[EXCERPT]

When Better.com CEO Vishal Garg laid off 900 employees, or about 9% of the company’s staff, in early December, the startup world was shocked with his callous delivery.
Now a video of Garg and CFO Kevin Ryan addressing the remaining employees right after the chief executive performed those layoffs has emerged, confirming many reports of his brash style and harsh words about those affected.
In a video obtained by TechCrunch, Garg is seen addressing the layoffs and in the process, admitting to making a number of mistakes.
We chose not to publish the video in an effort to protect the identity of the source, but we’ve picked out the most relevant bits based on a transcription of the 12-minute meeting here:
About two minutes into the meeting, Garg says: “Make no mistake we did also eliminate redundant roles — who might be strong performers but were in the wrong place at the wrong time, with the wrong task, and weren’t mission critical.”
After about four minutes, Garg also acknowledged that the company was continuing to hire, including some interns, in the midst of the layoffs, while at the time making a thinly veiled threat: “…It’s because we expect those people to be super productive and add value, and if they don’t we will exit them too.”
He added:
“We are going to be leaner, meaner and hungrier going forward. We will not be spending time trying to raise capital. We will not be spending time focused on what investors think. We will be spending time grinding this business forward in what will likely be a bloodbath in the mortgage industry in the next year or two.”
In the video at around the 8-minute mark, Garg admits to not being disciplined in managing the company’s cash and in its hiring strategy, which helps explain the company’s second mass layoff of over 3,000 people just three months later. It also helps support multiple sources’ claims that the company is currently “losing $50 million per month.”
“Today we acknowledge that we overhired, and hired the wrong people. And in doing that we failed. I failed. I was not disciplined over the past 18 months. We made $250 million last year, and you know what, we probably pissed away $200 million. We probably could have made more money last year and been leaner, meaner and hungrier.”
He also explicitly says that the company lost $100 million in the previous quarter, saying it was his “mistake” for not laying off staff earlier.
“We should’ve done what we did today 3 months ago…that’s what I’m saying to you right now, it’s what I’ve said to the board before…You will not be allowed to fail twice. You’ll be encouraged to fail once, but not allowed to fail twice.”
At the end of the video, Ryan takes over and addresses the employees
“There will be people who say that raising a lot of money and reducing headcount all in the same week are inconsistent — how could you do that? Well we think they’re entirely consistent. As Vishal said, thousands of startups start every year, thousands of startups fail every year. As a management team we are always going to do what puts the company in the best place possible and that’s having a very strong balance sheet and a lean business that’s on the path to profitability. So this is all about offense, it’s darkest before the dawn, 2022 comes and it will be a lot of carnage in this industry and we’re going to capitalize — lean, mean, and now is our opportunity to grow and to grow even faster than we’ve been growing. So while this is hard, we’ll get through this, this too shall pass, and on to 2022.”
The video reveals what many former employees have described: leadership that comes across as arrogant in its approach, expressing a cutthroat attitude when it comes to layoffs and admitting to mismanagement of financial and human capital.
TechCrunch reached out to Better.com for comment but had not heard back at the time of writing.

[/EXCERPT]
[PROVIDED MATERIAL]

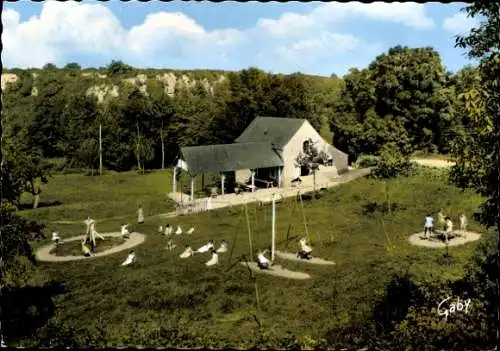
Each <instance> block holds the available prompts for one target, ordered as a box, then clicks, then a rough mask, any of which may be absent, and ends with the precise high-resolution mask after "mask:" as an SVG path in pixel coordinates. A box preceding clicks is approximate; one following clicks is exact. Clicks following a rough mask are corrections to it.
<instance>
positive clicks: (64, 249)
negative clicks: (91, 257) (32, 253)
mask: <svg viewBox="0 0 500 351" xmlns="http://www.w3.org/2000/svg"><path fill="white" fill-rule="evenodd" d="M105 239H106V240H100V239H96V245H97V247H96V249H95V251H94V253H99V252H103V251H106V250H109V249H111V248H113V247H115V246H118V245H122V244H123V243H124V239H123V238H122V237H107V238H105ZM87 246H89V248H90V245H88V244H87ZM51 253H53V254H54V255H56V256H82V255H83V253H82V243H81V242H80V240H75V241H70V242H67V243H62V244H61V245H58V246H57V247H56V248H55V249H54V250H52V251H51Z"/></svg>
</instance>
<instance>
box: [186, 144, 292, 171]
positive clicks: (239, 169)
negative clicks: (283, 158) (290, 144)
mask: <svg viewBox="0 0 500 351" xmlns="http://www.w3.org/2000/svg"><path fill="white" fill-rule="evenodd" d="M181 158H182V159H183V160H184V161H185V162H186V164H187V168H188V170H189V173H191V174H199V173H209V172H229V171H236V170H240V169H255V168H268V167H281V166H283V160H282V159H281V157H280V156H279V155H278V153H277V152H276V151H274V150H273V147H272V145H271V144H270V143H267V142H249V143H237V144H219V145H203V146H188V147H183V148H181Z"/></svg>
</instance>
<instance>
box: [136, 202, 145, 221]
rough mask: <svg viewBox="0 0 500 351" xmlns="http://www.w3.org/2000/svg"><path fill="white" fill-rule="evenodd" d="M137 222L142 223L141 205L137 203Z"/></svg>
mask: <svg viewBox="0 0 500 351" xmlns="http://www.w3.org/2000/svg"><path fill="white" fill-rule="evenodd" d="M137 223H139V224H142V223H144V211H143V209H142V205H139V209H138V210H137Z"/></svg>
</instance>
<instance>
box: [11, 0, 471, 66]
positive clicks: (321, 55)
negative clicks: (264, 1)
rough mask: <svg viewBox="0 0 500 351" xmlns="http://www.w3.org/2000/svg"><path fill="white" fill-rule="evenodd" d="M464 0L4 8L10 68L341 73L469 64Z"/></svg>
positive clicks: (40, 5)
mask: <svg viewBox="0 0 500 351" xmlns="http://www.w3.org/2000/svg"><path fill="white" fill-rule="evenodd" d="M464 6H466V4H465V3H458V2H456V3H451V4H440V3H428V4H419V3H410V2H404V3H384V2H376V3H371V4H363V3H359V2H349V3H335V2H329V3H323V2H310V3H301V2H289V3H277V2H270V3H260V2H247V3H238V2H223V3H212V2H181V1H173V2H160V1H150V2H138V1H130V2H120V1H118V0H110V1H108V2H100V1H95V0H94V1H90V0H84V1H82V2H74V1H67V2H57V1H53V0H49V1H44V2H31V1H27V0H21V1H18V2H13V3H4V9H3V13H2V23H3V26H4V29H3V34H2V42H3V45H4V47H3V52H2V62H3V64H4V66H6V67H7V68H13V67H19V68H27V67H42V66H43V65H44V64H46V63H49V62H50V63H54V64H56V65H57V66H64V65H65V64H66V63H68V62H77V63H79V64H80V65H81V66H82V67H84V68H85V67H100V66H106V65H107V64H109V63H110V62H111V60H122V61H123V62H125V63H127V64H129V65H131V66H134V67H137V68H170V69H224V70H240V69H244V68H249V67H258V68H260V69H263V70H265V71H267V72H273V73H292V72H302V73H307V74H317V75H324V76H330V75H331V74H336V75H338V76H341V75H344V74H346V73H347V72H348V70H349V68H351V67H357V68H360V69H361V68H365V67H367V66H368V65H369V64H370V62H371V61H373V60H374V59H375V58H376V57H377V56H378V55H380V54H382V53H383V52H386V51H387V50H388V49H389V48H391V47H393V46H396V45H402V46H408V47H427V46H430V47H433V48H434V49H436V50H437V52H439V54H440V55H441V59H442V61H443V64H444V65H445V66H446V68H447V69H448V70H450V71H452V72H456V71H457V70H459V69H461V68H462V67H463V66H465V65H467V64H471V63H472V62H470V61H469V60H468V59H467V57H466V56H465V52H464V51H463V50H462V49H458V48H455V47H454V44H455V39H454V38H455V36H456V35H459V34H465V33H468V31H469V30H470V28H472V27H473V26H475V25H476V24H477V23H478V20H477V19H475V18H474V19H473V18H468V17H467V16H466V15H465V13H463V12H461V11H460V9H461V8H462V7H464Z"/></svg>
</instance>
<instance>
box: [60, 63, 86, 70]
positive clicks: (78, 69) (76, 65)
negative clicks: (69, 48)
mask: <svg viewBox="0 0 500 351" xmlns="http://www.w3.org/2000/svg"><path fill="white" fill-rule="evenodd" d="M64 68H65V69H74V70H80V69H82V67H81V66H80V65H79V64H78V63H76V62H70V63H68V64H66V66H64Z"/></svg>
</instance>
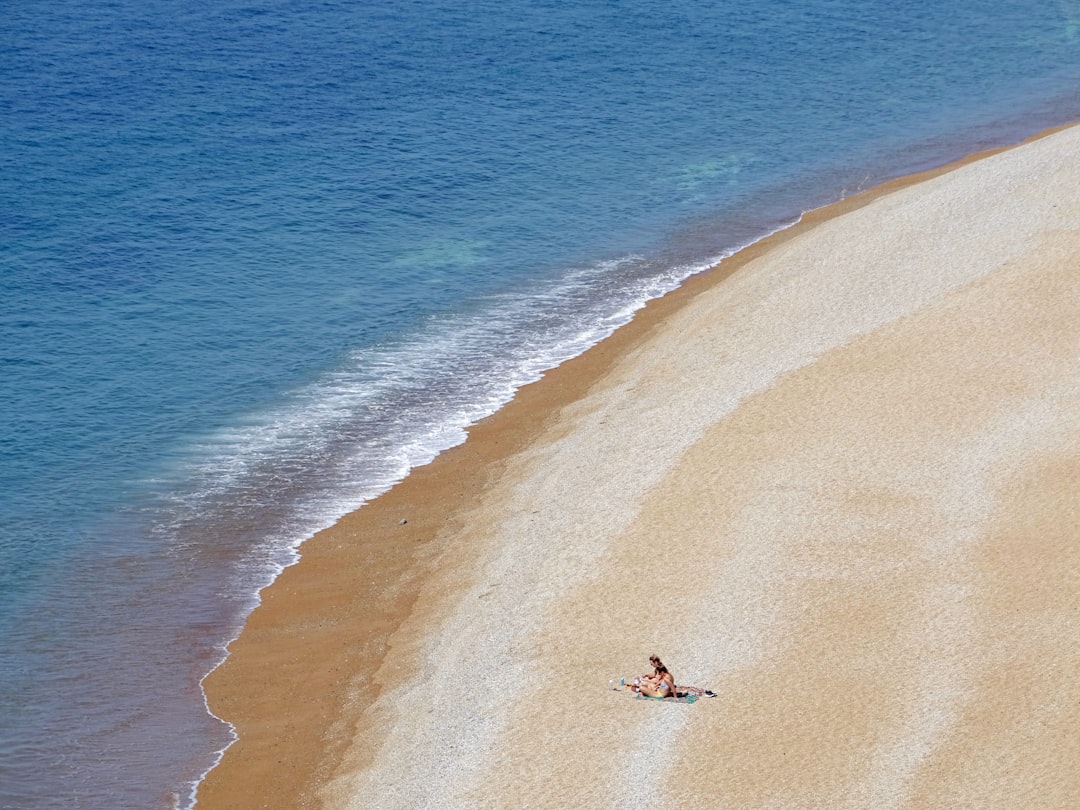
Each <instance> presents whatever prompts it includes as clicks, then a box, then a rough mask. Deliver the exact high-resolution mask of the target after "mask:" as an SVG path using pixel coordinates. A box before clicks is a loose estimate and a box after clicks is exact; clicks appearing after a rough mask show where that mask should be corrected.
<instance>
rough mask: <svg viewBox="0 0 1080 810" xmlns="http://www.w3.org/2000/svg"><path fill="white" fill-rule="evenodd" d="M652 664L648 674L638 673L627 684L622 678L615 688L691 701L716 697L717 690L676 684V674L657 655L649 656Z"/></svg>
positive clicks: (647, 695) (644, 696)
mask: <svg viewBox="0 0 1080 810" xmlns="http://www.w3.org/2000/svg"><path fill="white" fill-rule="evenodd" d="M649 662H650V663H651V664H652V672H651V673H649V674H647V675H638V676H637V677H636V678H634V680H633V681H631V683H630V684H627V683H626V681H625V680H620V681H619V683H618V684H615V681H612V684H615V688H616V689H619V688H623V689H630V690H631V691H634V692H637V693H638V694H640V696H644V697H646V698H689V699H690V700H691V701H692V700H694V699H697V698H715V697H716V692H714V691H713V690H712V689H705V688H704V687H700V686H678V687H677V686H675V676H674V675H672V674H671V673H670V672H669V671H667V667H666V666H664V663H663V661H661V660H660V659H659V658H657V657H656V656H649Z"/></svg>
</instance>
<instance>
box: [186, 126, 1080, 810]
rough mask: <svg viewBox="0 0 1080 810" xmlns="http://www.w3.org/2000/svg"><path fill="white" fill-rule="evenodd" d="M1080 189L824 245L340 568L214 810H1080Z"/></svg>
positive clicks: (272, 629) (1029, 172)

[/PROVIDED MATERIAL]

**TASK ITEM:** Reproduce the passage of the Better.com layoffs article word for word, starting at "In the video" and ending at "off staff earlier.".

**RESPONSE TO THE TASK:**
In the video at around the 8-minute mark, Garg admits to not being disciplined in managing the company’s cash and in its hiring strategy, which helps explain the company’s second mass layoff of over 3,000 people just three months later. It also helps support multiple sources’ claims that the company is currently “losing $50 million per month.”
“Today we acknowledge that we overhired, and hired the wrong people. And in doing that we failed. I failed. I was not disciplined over the past 18 months. We made $250 million last year, and you know what, we probably pissed away $200 million. We probably could have made more money last year and been leaner, meaner and hungrier.”
He also explicitly says that the company lost $100 million in the previous quarter, saying it was his “mistake” for not laying off staff earlier.